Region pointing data
────────────────

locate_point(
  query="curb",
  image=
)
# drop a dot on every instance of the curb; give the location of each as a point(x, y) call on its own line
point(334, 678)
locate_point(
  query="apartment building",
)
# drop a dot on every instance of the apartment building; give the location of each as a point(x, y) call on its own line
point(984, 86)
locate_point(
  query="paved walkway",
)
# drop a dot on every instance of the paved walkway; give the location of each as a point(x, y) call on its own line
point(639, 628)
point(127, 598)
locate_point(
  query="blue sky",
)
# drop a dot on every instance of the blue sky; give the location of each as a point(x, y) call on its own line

────────────────

* **What you will do**: Every entry shown above should be transcribed without alteration.

* **Finished exercise**:
locate_point(
  query="curb",
  image=
)
# drop a dot on every instance of the curb; give the location of each as a point(x, y) call on its own line
point(334, 678)
locate_point(
  query="apartment building",
)
# drop a dot on every instance of the apartment building; give the location of each as a point(x, y) call on its own line
point(984, 86)
locate_point(
  query="paved walkway",
)
# drop a dot on every instance of the paved walkway; give the location of each as a point(x, y) call on its own line
point(639, 628)
point(127, 598)
locate_point(
  query="blue sky",
)
# drop a dot on every instance of the blue sky; give the location of each as a point(x, y) call on its own line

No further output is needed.